_Aim of the task_:
Write out every entry word for word.

_Supplied data_:
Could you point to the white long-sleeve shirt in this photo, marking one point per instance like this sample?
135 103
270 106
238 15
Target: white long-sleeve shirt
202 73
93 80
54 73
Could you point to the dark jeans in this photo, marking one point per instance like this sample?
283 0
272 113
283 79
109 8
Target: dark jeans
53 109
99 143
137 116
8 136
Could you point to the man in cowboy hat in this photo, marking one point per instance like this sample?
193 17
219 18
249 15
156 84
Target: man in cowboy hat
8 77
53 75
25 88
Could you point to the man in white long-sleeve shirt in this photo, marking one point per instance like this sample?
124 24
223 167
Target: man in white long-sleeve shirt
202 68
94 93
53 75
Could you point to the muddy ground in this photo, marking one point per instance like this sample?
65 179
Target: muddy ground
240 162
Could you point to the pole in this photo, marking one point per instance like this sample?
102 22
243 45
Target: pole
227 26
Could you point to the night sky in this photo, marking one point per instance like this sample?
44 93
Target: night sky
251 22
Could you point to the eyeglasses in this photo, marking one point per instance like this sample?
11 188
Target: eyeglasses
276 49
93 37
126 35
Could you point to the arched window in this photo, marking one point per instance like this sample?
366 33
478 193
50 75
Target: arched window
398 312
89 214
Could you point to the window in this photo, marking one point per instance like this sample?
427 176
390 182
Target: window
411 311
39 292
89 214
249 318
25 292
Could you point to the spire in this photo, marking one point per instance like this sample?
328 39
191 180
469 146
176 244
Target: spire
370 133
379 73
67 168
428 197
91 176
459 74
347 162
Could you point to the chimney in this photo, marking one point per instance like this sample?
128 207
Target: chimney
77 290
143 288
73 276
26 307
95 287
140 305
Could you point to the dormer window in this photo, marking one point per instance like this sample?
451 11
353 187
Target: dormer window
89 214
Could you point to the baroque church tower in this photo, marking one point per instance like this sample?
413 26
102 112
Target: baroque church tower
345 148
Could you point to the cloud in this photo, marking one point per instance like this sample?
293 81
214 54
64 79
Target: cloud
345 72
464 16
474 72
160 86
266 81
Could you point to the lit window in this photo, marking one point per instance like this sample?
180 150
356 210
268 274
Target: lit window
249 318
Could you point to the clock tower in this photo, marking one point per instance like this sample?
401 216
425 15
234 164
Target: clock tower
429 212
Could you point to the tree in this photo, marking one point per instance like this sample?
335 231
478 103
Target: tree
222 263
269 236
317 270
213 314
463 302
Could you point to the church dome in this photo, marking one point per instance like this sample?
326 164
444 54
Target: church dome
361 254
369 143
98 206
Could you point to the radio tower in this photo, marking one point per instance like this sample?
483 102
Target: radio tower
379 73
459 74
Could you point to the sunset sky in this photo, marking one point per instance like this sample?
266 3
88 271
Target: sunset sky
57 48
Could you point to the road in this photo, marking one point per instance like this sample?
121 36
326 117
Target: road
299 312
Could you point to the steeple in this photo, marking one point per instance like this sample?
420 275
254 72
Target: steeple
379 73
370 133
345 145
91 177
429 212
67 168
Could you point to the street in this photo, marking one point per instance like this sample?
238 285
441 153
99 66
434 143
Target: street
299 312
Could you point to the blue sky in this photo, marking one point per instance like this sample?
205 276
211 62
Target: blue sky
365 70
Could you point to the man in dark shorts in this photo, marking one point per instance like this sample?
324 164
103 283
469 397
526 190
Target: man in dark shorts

_Completed task_:
Could you point to the white long-sleeve shirt in this photo, marking one point per instance like this sample?
135 103
270 106
238 15
Target: white long-sleeve shirt
202 73
93 80
54 73
Could you point to the dark jeans in this photo, marking one point per instance like this sample?
283 0
272 113
283 79
109 8
Target: dark jeans
53 109
99 143
137 116
8 136
Could you point to the man in cowboy hat in this photo, marking one point per instance like this sample?
193 17
219 18
249 15
156 84
Target: man in cowboy hat
8 77
53 75
25 88
Could you point to the man in white long-sleeve shirt in this photo, marking one point per instance like this sample?
124 24
223 167
Target: man in white long-sleeve shirt
202 68
94 93
53 75
Could you point to the muddy ground in this photo, marking one point per instance like this sample?
65 179
Target: muddy ground
240 162
Could you point to the pole in this photo, marking one point per instance like this sample?
102 22
243 45
Target: pole
227 26
Could you point to the night sky in this photo, marking one point per instance like this sample?
44 93
Target: night sky
251 22
Could you point to the eyeglasses in this photo, marking one point per instance like this sample?
11 188
Target: eyeglasses
276 49
93 37
126 35
Could you point to the arched window in this photo, marking one point per instance like this sample?
366 33
478 193
50 75
Target: arched window
398 312
89 214
Could you point to the window in this photo, marking one point per instance like this sample?
427 176
390 182
Target: window
411 311
39 292
89 214
249 318
25 292
Could you point to the spire in this photo, marking one point per instance like this sample?
328 39
191 180
469 146
176 244
Target: spire
370 133
379 73
67 168
428 197
91 176
459 74
347 162
Could you point to the chimney in this photo, marking one point per instance like this sample?
128 207
Target: chimney
77 290
143 288
73 276
26 307
95 287
140 305
Could you point to the dormer window in this photo, marking one point per instance like this sample?
451 11
353 187
Target: dormer window
89 214
Could you point to the baroque church tower in this photo, marking one point per instance like this sample?
413 26
102 112
Target: baroque church tower
345 148
Could you point to the cloud in this photo, marking one point per instance like this sample?
293 81
214 54
64 79
Target: cloud
345 72
464 16
474 72
160 86
266 81
Could you point to the lit window in this photo, marking one point per instance like this sample?
180 150
356 210
268 274
Target: lit window
249 318
Could you point to the clock tower in this photo, marking one point per instance like this sample?
401 216
425 15
234 164
Target: clock tower
429 212
Could you point to the tree in this photo, marking one point per instance like this sample?
335 231
478 103
Target: tree
222 263
269 236
317 270
213 314
463 302
Could you point to the church dome in this photo, marking one point per instance like this sample?
326 164
444 54
Target: church dome
361 254
369 143
98 206
Could you point to the radio tower in this photo, marking one point per instance like this sample?
483 102
Target: radio tower
379 73
459 74
Could you point to the sunset sky in this photo, marking one point per instance like this sample?
266 3
88 271
Target: sunset sky
57 48
Could you point to the road in this photo, marking one point per instance like this sample?
121 36
326 117
Target: road
299 312
Could you point to the steeple in this photo, marking one point per instance like this sample?
420 275
254 72
Target: steeple
379 73
370 133
345 145
91 177
429 212
67 168
Could you point to the street in this photo, marking one point per instance like this sample?
238 285
441 153
99 66
434 143
Target: street
299 312
Could you point to the blue sky in this photo, marking one point per instance like this sample?
205 276
211 62
Target: blue sky
365 70
Could you point to the man in dark shorts in this photo, marking one point per instance like this sample?
324 164
103 283
469 397
526 190
Target: man in dark shorts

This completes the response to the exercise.